**EXERCISE OBJECTIVE**
Write out the whole listing exactly as it stands.

**ENTRIES PROVIDED**

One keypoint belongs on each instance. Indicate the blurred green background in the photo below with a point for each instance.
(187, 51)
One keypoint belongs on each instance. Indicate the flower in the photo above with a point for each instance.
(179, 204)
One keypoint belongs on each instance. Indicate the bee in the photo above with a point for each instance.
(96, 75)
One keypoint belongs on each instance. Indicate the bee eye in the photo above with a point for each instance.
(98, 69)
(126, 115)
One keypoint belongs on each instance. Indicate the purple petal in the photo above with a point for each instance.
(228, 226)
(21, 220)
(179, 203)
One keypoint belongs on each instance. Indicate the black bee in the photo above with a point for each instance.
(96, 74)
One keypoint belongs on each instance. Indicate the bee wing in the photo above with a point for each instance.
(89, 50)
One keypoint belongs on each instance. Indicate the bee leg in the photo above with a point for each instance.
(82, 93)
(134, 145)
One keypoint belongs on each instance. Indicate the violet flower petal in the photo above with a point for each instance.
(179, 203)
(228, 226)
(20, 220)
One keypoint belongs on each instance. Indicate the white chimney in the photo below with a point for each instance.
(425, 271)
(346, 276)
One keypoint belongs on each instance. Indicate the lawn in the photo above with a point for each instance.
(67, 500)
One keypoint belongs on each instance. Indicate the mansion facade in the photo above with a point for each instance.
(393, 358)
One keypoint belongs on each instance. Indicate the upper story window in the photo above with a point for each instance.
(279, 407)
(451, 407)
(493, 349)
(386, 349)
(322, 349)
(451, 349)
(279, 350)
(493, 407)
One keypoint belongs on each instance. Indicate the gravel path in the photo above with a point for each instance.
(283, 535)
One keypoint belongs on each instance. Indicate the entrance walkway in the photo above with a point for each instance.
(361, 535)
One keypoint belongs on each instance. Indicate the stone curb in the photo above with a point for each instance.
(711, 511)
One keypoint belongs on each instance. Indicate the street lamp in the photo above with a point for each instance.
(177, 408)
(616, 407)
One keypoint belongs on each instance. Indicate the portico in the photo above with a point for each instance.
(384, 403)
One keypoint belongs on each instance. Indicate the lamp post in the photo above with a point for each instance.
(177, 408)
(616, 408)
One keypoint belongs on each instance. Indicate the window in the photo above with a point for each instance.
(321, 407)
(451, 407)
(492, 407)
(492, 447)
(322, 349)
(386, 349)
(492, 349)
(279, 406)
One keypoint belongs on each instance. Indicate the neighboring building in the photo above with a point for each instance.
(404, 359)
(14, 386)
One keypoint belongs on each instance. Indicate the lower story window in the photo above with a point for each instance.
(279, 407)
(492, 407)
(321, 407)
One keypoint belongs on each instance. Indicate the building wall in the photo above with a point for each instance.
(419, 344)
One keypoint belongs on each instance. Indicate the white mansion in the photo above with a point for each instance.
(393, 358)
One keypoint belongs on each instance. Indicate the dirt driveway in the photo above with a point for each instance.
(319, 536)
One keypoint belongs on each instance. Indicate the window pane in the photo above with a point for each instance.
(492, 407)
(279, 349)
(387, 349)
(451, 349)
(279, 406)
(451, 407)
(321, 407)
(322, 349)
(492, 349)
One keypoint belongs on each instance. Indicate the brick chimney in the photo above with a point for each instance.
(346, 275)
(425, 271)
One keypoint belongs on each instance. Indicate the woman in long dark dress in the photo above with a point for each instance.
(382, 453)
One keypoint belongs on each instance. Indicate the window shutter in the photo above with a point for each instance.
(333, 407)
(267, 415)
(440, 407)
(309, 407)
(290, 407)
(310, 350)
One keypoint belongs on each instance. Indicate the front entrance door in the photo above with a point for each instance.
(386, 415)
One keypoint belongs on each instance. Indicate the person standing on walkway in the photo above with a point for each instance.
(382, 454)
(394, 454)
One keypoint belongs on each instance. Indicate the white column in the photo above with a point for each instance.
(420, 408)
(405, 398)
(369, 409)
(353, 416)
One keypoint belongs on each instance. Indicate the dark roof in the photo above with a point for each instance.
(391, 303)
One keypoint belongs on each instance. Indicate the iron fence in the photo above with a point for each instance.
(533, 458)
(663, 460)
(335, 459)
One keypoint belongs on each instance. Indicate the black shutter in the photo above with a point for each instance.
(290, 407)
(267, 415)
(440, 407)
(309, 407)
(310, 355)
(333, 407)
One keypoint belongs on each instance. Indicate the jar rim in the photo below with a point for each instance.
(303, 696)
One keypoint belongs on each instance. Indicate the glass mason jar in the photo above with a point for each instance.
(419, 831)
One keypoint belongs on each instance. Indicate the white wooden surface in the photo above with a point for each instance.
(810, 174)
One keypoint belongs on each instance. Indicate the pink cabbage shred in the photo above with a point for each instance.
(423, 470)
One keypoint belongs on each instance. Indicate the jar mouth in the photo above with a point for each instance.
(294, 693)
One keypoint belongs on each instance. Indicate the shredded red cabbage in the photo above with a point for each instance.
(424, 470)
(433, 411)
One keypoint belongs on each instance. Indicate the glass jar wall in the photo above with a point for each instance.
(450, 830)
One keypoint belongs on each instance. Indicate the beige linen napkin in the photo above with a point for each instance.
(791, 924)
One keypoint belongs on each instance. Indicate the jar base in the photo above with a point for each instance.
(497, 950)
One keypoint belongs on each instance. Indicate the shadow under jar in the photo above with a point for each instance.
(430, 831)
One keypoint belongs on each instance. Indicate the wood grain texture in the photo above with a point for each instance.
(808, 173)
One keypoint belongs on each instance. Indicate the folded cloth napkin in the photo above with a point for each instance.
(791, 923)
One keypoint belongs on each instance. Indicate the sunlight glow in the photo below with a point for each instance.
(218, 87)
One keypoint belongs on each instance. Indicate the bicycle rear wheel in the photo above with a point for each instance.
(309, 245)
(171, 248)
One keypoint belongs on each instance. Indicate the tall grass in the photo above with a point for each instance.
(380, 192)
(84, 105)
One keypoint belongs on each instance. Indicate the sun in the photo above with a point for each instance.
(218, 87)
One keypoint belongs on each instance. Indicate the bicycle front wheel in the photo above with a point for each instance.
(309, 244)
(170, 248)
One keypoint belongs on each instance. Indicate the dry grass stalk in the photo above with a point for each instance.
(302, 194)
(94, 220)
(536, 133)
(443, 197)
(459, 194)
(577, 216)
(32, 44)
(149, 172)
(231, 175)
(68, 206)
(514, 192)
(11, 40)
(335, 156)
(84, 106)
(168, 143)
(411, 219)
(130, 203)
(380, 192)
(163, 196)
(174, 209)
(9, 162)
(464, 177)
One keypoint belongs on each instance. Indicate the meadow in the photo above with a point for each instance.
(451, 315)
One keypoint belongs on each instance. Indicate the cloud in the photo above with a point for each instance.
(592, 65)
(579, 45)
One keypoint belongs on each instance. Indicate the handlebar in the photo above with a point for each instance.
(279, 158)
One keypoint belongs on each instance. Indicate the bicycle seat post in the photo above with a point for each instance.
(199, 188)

**ANSWER TO THIS EXERCISE**
One keypoint belongs on each instance. Indicate the blurred green background in the photo below with a point for each instance.
(187, 51)
One keypoint belongs on each instance. Indicate the flower in the photo above with a point for each instance.
(179, 204)
One keypoint belongs on each instance. Indicate the bee in the photo above with a point for each instance.
(96, 75)
One keypoint belongs on each instance. Indicate the bee eye in the photo above with a point for each instance.
(98, 69)
(126, 115)
One keypoint belongs on each instance. Indicate the purple petal in the photo above with a point for each instance.
(228, 226)
(21, 220)
(179, 203)
One keypoint belongs on each instance. Indicate the black bee in the photo above with a point for each instance.
(96, 74)
One keypoint belongs on each instance. Indicate the bee wing in the photo above with a point for each instance.
(89, 50)
One keypoint belongs on each instance. Indicate the bee leg in the photo above with a point for each instance.
(82, 93)
(134, 145)
One keypoint belongs on each instance. Indicate the violet flower petal in the photo above with a point for each instance.
(179, 203)
(228, 226)
(20, 220)
One keypoint belongs on each instance. Indicate the white chimney in the photo below with a point for each instance.
(425, 271)
(346, 276)
One keypoint belongs on each instance. Indicate the lawn in the photo above with a point for each instance.
(67, 500)
One keypoint belongs on each instance. Indicate the mansion facade in the photo above with a point for each instance.
(393, 358)
One keypoint belongs on each instance. Indicate the upper story window in the photo above with a point for each instance.
(279, 407)
(451, 407)
(493, 349)
(386, 349)
(322, 349)
(451, 349)
(279, 350)
(493, 407)
One keypoint belongs on each instance. Indicate the gravel path in the photo above with a point for each instance.
(283, 535)
One keypoint belongs on each instance. Indicate the entrance walkway in the photo above with a point for each instance.
(361, 535)
One keypoint belongs on each instance. Indicate the stone curb in the photo above with a point for each instance.
(711, 511)
One keypoint belongs on each instance. Indicate the street lamp in the photo above with a point for each instance.
(177, 408)
(616, 407)
One keypoint belongs on each instance. Indicate the portico in the photo above with a point for each instance.
(384, 403)
One keypoint belongs on each instance. Indicate the lamp post in the photo above with a point for each instance.
(177, 408)
(616, 408)
One keypoint belongs on each instance. Indicate the window in the photo above with a point for each instance.
(321, 407)
(451, 407)
(492, 407)
(492, 447)
(322, 349)
(386, 349)
(492, 349)
(279, 406)
One keypoint belongs on each instance. Indicate the neighboring building in the photo above with a point for each instance.
(404, 359)
(14, 386)
One keypoint belongs on each instance. Indicate the lower story window in the photo above with a point for each instance.
(279, 407)
(492, 407)
(321, 407)
One keypoint belongs on each instance. Indicate the building wall in the photo above with a point for each instance.
(419, 344)
One keypoint belongs on each instance. Indicate the white mansion in the photo above with a point for each instance.
(393, 358)
One keypoint belongs on each instance. Indicate the dirt driveway in the photo above with a point for each instance.
(319, 536)
One keypoint belongs on each instance. Indicate the window pane in the photo above with a point for each instance.
(492, 407)
(279, 349)
(387, 349)
(451, 349)
(279, 406)
(451, 407)
(321, 407)
(322, 349)
(492, 349)
One keypoint belongs on each instance. Indicate the brick chimney in the photo above with a point for each instance.
(346, 275)
(425, 271)
One keypoint belongs on each instance. Indicate the woman in long dark dress in the photo above with a point for each instance.
(382, 453)
One keypoint belongs on each instance. Indicate the window shutter in the photo above with a point for each instance.
(333, 407)
(267, 415)
(440, 407)
(309, 407)
(290, 407)
(310, 350)
One keypoint belongs on each instance. Indicate the front entrance door in the photo above with a point for each instance.
(386, 415)
One keypoint belongs on each instance. Indicate the person standing on walkway in the photo above with a point for each instance.
(382, 454)
(394, 454)
One keypoint belongs on each instance. Indicate the white column in the photo above with a point for each instance.
(420, 408)
(405, 398)
(369, 409)
(353, 416)
One keypoint belongs on each instance. Indicate the dark roof in the photo above with a point for each instance.
(391, 303)
One keypoint belongs on each instance. Indicate the iron fence in the photo above with a point for each instance.
(533, 458)
(663, 460)
(335, 459)
One keypoint belongs on each instance. Indicate the black shutter in the photo above with a point for each instance.
(290, 407)
(267, 415)
(440, 407)
(309, 407)
(310, 355)
(333, 407)
One keypoint belongs on each instance. Indicate the jar rim in the photo below with a point for each instance.
(303, 696)
One keypoint belongs on each instance. Indicate the glass mason jar in the photo above with a point for each instance.
(419, 831)
One keypoint belongs on each instance. Indicate the white wooden surface in the photo above with a point for each instance.
(810, 174)
One keypoint belongs on each instance. Indicate the pink cabbage shred in the photo above with a point for each instance.
(423, 470)
One keypoint belongs on each instance. Indicate the jar mouth in the photo above with a point for each instance.
(294, 693)
One keypoint belongs on each instance. Indicate the shredded red cabbage in the photo above with a point for each instance.
(424, 470)
(433, 411)
One keypoint belongs on each instance. Indicate the glass jar wall in the photo above with a point for each instance.
(450, 830)
One keypoint belongs on each instance. Indicate the beige linen napkin in the photo above with a point for each instance.
(791, 924)
One keypoint belongs on each instance. Indicate the jar base in the photo above with a point for each instance.
(497, 950)
One keypoint belongs on each instance. Indicate the shadow under jar in the photo above with a point for each instance.
(430, 831)
One keypoint belongs on each instance. Indicate the wood grain texture in the photo above with a point for each instance.
(808, 173)
One keypoint belongs on each instance. Indicate the folded cloth napkin in the photo above with a point for each instance.
(791, 923)
One keypoint belongs on each instance. Indicate the sunlight glow in the photo below with a point for each instance.
(218, 87)
One keypoint belongs on each instance. Indicate the bicycle rear wheel in the photo above with a point for each instance.
(309, 245)
(171, 248)
One keypoint belongs on each instance. Indicate the tall grass in the photo above with a point for each instance.
(380, 192)
(84, 105)
One keypoint belongs on each instance. Indicate the sun in the photo above with a point for each instance.
(218, 87)
One keypoint belongs on each instance. Indicate the bicycle front wheel in the photo above with a point for each instance.
(309, 244)
(170, 248)
One keypoint belongs on each instance. Indicate the dry grass stalk in the photo above with a point for each instance.
(302, 194)
(94, 220)
(536, 133)
(443, 197)
(459, 194)
(577, 216)
(32, 44)
(149, 172)
(231, 175)
(68, 206)
(514, 192)
(11, 40)
(335, 156)
(84, 106)
(168, 143)
(411, 219)
(130, 203)
(380, 192)
(163, 196)
(174, 209)
(9, 162)
(464, 177)
One keypoint belongs on each instance. Indicate the meadow in the photo above with a point for each instance.
(451, 315)
One keypoint belongs on each instance. Indicate the cloud in the photo above with a point for each instance.
(592, 65)
(579, 45)
One keypoint belongs on each instance. Indicate the handlebar in the photo above with a point for each instance.
(279, 158)
One keypoint belongs on each instance. Indicate the bicycle seat post in the photo above with a point for each instance.
(199, 188)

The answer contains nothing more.